*REQUEST*. Can you reproduce the data character for character from its beginning through the line that contains "POLYGON ((646 833, 649", both ends included?

Outline data for named regions
**********

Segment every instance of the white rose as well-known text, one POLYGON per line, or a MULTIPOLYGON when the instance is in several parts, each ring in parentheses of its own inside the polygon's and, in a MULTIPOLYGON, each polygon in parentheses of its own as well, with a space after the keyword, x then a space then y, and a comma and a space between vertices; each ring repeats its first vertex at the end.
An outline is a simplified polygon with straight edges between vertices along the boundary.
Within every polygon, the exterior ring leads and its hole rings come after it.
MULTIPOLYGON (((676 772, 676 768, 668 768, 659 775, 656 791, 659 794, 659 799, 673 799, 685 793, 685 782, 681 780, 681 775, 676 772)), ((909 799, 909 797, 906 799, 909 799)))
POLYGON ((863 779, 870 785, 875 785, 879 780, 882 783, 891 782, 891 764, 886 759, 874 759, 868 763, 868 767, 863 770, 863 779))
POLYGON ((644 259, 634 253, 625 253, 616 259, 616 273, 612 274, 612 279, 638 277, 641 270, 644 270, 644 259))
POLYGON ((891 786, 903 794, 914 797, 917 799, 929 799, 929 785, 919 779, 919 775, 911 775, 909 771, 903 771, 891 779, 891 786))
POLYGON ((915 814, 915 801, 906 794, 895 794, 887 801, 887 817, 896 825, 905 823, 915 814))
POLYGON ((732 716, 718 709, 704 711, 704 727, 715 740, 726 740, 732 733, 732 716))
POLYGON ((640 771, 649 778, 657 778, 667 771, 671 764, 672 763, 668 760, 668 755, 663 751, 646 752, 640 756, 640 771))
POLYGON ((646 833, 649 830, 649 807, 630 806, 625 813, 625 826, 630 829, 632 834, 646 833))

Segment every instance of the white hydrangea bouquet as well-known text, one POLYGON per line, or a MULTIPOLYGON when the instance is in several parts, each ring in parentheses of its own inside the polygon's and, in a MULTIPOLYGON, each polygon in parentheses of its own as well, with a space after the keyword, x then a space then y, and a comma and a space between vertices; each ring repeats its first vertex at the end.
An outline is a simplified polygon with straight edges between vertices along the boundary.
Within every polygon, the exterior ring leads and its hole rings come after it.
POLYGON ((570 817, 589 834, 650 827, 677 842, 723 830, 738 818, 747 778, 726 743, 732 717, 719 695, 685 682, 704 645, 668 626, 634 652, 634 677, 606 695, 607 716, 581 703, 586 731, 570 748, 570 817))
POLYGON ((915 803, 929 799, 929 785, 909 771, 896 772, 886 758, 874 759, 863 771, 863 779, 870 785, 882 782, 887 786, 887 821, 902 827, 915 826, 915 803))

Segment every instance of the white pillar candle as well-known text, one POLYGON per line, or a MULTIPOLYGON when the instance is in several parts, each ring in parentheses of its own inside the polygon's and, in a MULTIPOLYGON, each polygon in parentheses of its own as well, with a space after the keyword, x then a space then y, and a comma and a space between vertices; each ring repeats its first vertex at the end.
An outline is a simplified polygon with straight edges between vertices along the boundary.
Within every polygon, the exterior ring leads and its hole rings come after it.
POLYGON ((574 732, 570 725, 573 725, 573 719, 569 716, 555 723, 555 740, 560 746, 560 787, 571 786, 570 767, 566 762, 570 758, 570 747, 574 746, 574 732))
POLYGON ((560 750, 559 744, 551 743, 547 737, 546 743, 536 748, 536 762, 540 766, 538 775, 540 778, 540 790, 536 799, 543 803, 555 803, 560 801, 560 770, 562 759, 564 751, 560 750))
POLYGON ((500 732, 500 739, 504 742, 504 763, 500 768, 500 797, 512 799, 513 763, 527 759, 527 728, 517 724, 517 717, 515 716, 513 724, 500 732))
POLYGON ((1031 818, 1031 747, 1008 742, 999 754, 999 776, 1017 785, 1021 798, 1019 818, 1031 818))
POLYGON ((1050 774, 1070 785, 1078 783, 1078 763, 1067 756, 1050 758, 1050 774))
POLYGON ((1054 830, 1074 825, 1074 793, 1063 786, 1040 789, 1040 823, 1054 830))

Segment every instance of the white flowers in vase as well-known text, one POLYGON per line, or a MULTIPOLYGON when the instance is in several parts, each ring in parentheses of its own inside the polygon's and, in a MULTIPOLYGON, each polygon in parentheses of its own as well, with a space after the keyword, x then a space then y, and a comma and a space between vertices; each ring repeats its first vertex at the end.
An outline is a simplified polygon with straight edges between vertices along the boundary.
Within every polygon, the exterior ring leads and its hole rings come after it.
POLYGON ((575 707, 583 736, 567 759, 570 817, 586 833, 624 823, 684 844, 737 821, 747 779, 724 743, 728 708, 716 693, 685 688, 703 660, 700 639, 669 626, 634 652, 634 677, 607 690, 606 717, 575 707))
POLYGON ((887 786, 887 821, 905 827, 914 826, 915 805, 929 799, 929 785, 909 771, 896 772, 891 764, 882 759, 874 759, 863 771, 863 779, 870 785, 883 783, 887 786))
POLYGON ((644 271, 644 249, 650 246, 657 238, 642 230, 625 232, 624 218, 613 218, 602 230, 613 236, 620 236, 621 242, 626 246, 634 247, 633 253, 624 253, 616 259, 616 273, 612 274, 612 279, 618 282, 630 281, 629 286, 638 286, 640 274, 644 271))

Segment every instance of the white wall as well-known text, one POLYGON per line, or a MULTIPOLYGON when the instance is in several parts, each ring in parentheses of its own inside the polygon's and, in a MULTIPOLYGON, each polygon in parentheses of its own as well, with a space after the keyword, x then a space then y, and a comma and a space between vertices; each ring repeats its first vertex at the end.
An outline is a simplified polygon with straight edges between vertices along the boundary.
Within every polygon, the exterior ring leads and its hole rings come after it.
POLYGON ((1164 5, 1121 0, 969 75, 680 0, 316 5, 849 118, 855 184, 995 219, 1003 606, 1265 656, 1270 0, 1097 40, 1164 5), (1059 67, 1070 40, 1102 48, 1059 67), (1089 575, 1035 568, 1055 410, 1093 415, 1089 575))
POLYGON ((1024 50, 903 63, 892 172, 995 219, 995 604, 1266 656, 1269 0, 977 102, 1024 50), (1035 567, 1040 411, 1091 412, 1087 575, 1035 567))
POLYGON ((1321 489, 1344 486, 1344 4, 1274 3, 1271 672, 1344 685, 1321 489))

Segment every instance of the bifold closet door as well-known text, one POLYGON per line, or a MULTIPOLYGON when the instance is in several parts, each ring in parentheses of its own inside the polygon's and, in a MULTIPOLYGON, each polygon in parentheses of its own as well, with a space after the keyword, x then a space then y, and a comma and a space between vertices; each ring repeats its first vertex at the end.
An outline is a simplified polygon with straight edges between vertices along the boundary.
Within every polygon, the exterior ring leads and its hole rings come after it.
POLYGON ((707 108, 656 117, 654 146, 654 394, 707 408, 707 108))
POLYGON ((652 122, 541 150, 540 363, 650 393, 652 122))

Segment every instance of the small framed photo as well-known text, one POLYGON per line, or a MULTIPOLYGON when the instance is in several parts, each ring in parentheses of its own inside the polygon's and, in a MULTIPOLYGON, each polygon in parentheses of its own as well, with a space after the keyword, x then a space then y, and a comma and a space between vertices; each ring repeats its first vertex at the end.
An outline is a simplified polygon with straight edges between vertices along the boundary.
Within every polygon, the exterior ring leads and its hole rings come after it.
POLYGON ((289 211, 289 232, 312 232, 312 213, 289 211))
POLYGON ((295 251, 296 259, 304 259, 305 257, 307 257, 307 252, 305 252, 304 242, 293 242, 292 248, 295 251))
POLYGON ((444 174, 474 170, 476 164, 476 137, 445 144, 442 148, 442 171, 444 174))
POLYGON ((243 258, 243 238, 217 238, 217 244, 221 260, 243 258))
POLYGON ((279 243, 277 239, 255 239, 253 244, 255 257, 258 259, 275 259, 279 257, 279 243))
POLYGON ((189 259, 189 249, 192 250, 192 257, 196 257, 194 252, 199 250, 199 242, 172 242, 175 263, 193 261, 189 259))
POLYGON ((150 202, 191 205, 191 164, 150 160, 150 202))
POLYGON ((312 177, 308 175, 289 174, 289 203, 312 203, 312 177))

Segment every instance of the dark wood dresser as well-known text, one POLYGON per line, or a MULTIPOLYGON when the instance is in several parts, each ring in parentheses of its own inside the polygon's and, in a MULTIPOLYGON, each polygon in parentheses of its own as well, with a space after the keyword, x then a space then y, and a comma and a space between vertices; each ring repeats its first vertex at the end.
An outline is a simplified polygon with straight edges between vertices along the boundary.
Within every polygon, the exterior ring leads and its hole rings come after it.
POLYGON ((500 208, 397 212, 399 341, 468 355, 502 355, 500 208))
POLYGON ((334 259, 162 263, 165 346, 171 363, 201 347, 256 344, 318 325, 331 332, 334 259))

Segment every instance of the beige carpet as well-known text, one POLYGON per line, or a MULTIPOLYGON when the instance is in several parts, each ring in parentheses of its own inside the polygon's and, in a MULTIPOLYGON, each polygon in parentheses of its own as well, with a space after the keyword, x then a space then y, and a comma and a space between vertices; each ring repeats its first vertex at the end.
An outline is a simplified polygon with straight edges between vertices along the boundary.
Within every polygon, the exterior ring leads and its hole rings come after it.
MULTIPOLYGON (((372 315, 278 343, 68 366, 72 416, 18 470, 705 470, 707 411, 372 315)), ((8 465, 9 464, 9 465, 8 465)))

**********

*RESULT OF THE TASK*.
Segment every instance of the white rose as well-known text, one POLYGON per line, or a MULTIPOLYGON when the instance is in several parts, each ring in parentheses of its own inside the polygon's and, in a MULTIPOLYGON, each polygon in parentheses of its own as well, with a space after the keyword, x then a space then y, and a comma and a space between vertices; each ring repeats its first vertex at the end.
An outline is a simplified polygon with straight edges between vertices along the boundary.
Within every polygon, the exterior ring leads and its hole rings come after it.
MULTIPOLYGON (((676 772, 676 768, 668 768, 659 775, 656 791, 659 794, 659 799, 673 799, 685 793, 685 782, 681 780, 681 775, 676 772)), ((909 799, 909 797, 906 799, 909 799)))
POLYGON ((863 779, 870 785, 875 785, 879 780, 882 783, 891 782, 891 764, 886 759, 874 759, 868 763, 868 767, 863 770, 863 779))
POLYGON ((644 259, 634 253, 625 253, 616 259, 616 273, 612 274, 612 279, 638 277, 641 270, 644 270, 644 259))
POLYGON ((891 786, 903 794, 914 797, 917 799, 929 799, 929 785, 919 779, 919 775, 911 775, 909 771, 903 771, 891 779, 891 786))
POLYGON ((915 814, 915 801, 906 794, 895 794, 887 801, 887 817, 896 825, 905 823, 915 814))
POLYGON ((732 716, 718 709, 704 711, 704 727, 715 740, 726 740, 732 733, 732 716))
POLYGON ((640 771, 649 778, 657 778, 667 771, 671 764, 672 763, 668 760, 668 755, 663 751, 646 752, 640 756, 640 771))
POLYGON ((646 833, 649 830, 649 807, 630 806, 625 813, 625 826, 630 829, 632 834, 646 833))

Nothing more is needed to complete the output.